• **Passage**:
The nature of the monologue will be seen more clearly and forcibly if compared with other forms of literature.

Forms of literature have not been invented or evolved suddenly. They have been in every case slowly recognized; in fact, one of the last, if not most difficult phases of literary education and culture is the definite conception of the difference between the various forms of poetry. To many persons the word lyric and the word epic are loose terms, the one standing for a short poem and the other for a long one. The real spirit and character of the most elemental forms of poetry are often indefinitely and inadequately realized.

If this is true of the oldest and most fundamental forms of poetry, it is still more true of the monologue. The word awakens in most minds only the vaguest conceptions.

If the monologue be discriminated at all from other forms of literature, it is apt to be regarded as an accidental, if not an unnecessary or unnatural, phase of literary creation. Even in books on Browning, nine-tenths of whose work is in this form, the monologue is often spoken of as if it were a speech. It is sometimes treated as if it were simply a long monotonous harangue of some talker like Coleridge, the outflow of whose ideas and words subordinates or puts to silence a whole company. But unless the peculiar nature of the monologue is understood, much modern verse will fail to produce an adequate impression.

Like the speech, the monologue implies one speaker. But an oration implies an audience, a platform, conscious preparation, and a direct and deliberate purpose. The monologue, on the contrary, implies merely a conversation on the street, in the shop, or in the home. Usually, only one listener is found, and rarely is there an assembled audience or the formal occasion implied by a speech. The occasion is some natural situation in life capable of causing spontaneous outflow of thought and feeling and an involuntary revelation of motive.

The monologue is not a poetic interpretation of an oration, though the latter is frequently found in poetry. Burns’s poem on the speech of Bruce at Bannockburn was called by Carlyle “the finest war-ode in any language,” and it is none the less noble because it suggests a speaker. It is a poetic realization of an address to an army. Burns gives the situation and the chief actor speaking as the artistic means of awakening a realization of the event. But it is the poetic interpretation of oratory, a lyric, and not a monologue.

Dr. Holmes’s “Our Boys” is an after dinner speech in metric form, full of good-natured allusions to members of the class who were well-known men, but even such a definite situation does not make his work a monologue.

• **Data to examine**:
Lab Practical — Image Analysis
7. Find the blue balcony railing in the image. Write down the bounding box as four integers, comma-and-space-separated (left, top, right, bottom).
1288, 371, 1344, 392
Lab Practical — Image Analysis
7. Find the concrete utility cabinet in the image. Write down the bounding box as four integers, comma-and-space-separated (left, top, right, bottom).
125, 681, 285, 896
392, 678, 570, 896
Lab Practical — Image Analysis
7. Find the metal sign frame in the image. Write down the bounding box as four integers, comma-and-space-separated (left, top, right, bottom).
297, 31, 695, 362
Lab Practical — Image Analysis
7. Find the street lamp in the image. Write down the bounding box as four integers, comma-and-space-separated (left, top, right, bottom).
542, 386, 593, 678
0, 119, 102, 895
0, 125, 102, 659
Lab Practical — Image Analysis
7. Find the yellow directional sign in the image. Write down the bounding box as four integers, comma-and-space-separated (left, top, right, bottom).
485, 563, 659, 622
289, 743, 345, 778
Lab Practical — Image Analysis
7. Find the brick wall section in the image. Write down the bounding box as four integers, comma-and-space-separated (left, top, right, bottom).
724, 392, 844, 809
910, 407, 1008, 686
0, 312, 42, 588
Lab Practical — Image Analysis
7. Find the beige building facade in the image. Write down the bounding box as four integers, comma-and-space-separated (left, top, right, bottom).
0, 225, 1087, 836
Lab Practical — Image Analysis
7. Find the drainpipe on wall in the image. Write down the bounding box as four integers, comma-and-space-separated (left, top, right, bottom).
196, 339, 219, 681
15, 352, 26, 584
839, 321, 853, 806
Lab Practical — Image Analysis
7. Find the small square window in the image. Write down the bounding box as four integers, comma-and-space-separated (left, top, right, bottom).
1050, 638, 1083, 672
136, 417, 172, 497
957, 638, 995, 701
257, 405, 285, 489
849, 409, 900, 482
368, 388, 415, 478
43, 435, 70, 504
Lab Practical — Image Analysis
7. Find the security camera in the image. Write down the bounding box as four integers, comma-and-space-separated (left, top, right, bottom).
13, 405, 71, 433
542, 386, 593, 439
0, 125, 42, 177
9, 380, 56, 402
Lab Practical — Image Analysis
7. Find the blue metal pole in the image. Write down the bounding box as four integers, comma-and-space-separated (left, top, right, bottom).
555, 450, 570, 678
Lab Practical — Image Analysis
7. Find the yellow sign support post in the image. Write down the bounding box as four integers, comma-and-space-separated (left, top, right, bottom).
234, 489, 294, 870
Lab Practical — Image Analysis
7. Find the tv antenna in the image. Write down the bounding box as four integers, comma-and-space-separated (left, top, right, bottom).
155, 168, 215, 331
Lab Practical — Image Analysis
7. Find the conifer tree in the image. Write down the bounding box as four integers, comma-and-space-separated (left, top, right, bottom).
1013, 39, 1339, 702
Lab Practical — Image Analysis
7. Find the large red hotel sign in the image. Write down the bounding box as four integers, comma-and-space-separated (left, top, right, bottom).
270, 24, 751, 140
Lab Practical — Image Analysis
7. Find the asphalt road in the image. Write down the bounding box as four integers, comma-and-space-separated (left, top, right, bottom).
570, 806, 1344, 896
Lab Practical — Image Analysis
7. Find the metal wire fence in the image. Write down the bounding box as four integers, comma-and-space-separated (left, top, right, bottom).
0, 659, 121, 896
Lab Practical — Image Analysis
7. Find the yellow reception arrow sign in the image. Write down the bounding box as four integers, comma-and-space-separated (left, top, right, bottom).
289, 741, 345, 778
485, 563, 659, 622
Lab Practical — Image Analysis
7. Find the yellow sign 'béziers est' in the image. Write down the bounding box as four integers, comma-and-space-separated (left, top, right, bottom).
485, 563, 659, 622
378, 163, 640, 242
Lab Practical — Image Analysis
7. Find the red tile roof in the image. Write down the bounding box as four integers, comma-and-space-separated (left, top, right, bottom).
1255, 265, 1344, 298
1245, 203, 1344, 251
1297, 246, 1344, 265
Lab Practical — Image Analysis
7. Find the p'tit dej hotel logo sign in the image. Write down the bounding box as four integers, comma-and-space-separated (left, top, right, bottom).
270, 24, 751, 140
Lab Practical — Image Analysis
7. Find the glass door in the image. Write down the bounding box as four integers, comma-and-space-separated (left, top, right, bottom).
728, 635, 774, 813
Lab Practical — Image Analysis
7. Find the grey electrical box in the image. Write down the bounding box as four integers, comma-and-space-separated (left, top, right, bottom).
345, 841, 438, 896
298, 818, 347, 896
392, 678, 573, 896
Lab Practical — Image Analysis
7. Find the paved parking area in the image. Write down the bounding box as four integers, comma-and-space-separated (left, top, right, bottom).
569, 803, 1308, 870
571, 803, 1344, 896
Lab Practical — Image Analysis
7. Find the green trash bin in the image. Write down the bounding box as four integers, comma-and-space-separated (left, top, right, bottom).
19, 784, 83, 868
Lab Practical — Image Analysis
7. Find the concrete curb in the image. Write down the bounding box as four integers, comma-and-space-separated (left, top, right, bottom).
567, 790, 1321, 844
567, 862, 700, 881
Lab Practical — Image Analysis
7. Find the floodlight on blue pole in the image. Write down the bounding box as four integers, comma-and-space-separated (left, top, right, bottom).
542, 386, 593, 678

• **What is required**:
Rewrite the passage on the monologue from "The nature of" to "the vaguest conceptions.", substituting "soliloquy" for "monologue".

• **Output**:
The nature of the soliloquy will be seen more clearly and forcibly if compared with other forms of literature.

Forms of literature have not been invented or evolved suddenly. They have been in every case slowly recognized; in fact, one of the last, if not most difficult phases of literary education and culture is the definite conception of the difference between the various forms of poetry. To many persons the word lyric and the word epic are loose terms, the one standing for a short poem and the other for a long one. The real spirit and character of the most elemental forms of poetry are often indefinitely and inadequately realized.

If this is true of the oldest and most fundamental forms of poetry, it is still more true of the soliloquy. The word awakens in most minds only the vaguest conceptions.